▸ ASSIGNMENT: The reply should reproduce every line of the data below word for word, minus any images.

▸ EXTRACTED ENTRIES:
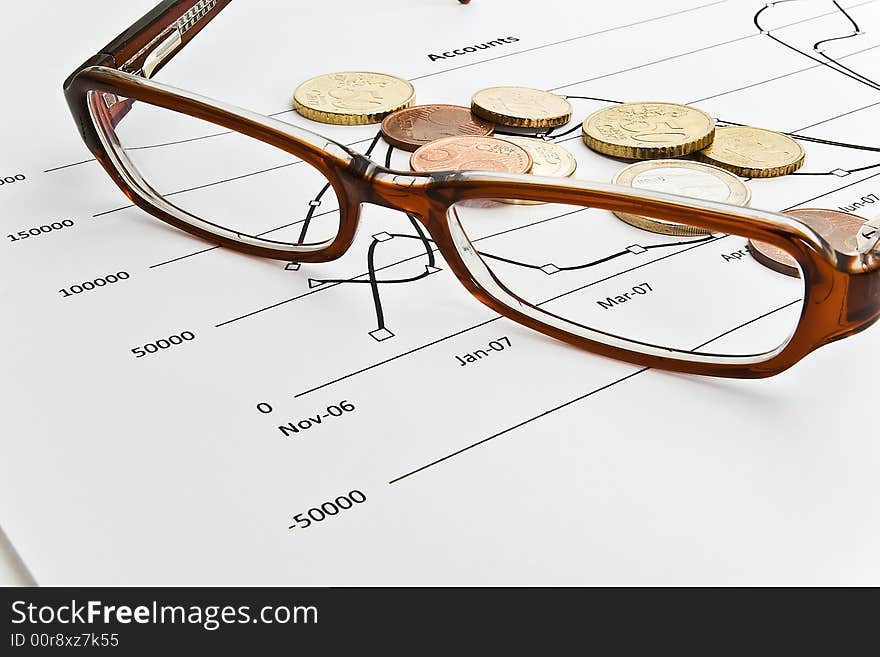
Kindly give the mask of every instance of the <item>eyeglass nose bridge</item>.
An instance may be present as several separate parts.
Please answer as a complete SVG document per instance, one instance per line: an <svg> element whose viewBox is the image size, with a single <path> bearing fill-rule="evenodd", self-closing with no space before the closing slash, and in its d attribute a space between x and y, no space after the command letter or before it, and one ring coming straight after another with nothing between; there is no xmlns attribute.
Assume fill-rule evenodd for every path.
<svg viewBox="0 0 880 657"><path fill-rule="evenodd" d="M431 175L394 171L371 163L364 177L368 186L366 202L422 219L428 216L431 201L426 192L432 181Z"/></svg>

▸ REPLY TO THE TASK:
Kindly give the mask of every instance of the <item>eyeglass nose bridge</item>.
An instance may be present as several separate parts.
Please answer as a complete SVG document per instance, one instance per line: an <svg> element whose viewBox is the image size, with a single <path> bearing fill-rule="evenodd", self-closing with no space before the closing slash, and in its d attribute a space between x and y, no space after the command letter or before it, and one ring coming straight after another with nothing between; there is no xmlns attribute.
Assume fill-rule evenodd for every path.
<svg viewBox="0 0 880 657"><path fill-rule="evenodd" d="M431 175L394 171L371 163L364 177L368 186L366 202L422 219L428 216L431 201L426 192L432 181Z"/></svg>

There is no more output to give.